Rewrite the lines below, swapping "green foliage" for "leafy vegetation" and leaving everything else the same.

### Coordinate labeling data
# # # #
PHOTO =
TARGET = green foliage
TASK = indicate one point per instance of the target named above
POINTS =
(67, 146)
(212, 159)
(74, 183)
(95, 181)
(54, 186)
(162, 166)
# # # #
### SOLUTION TO THIS PROBLEM
PHOTO =
TARGET = leafy vegetation
TASK = indicate one point per instance of the target named above
POINTS =
(67, 146)
(212, 159)
(74, 183)
(95, 181)
(54, 186)
(162, 166)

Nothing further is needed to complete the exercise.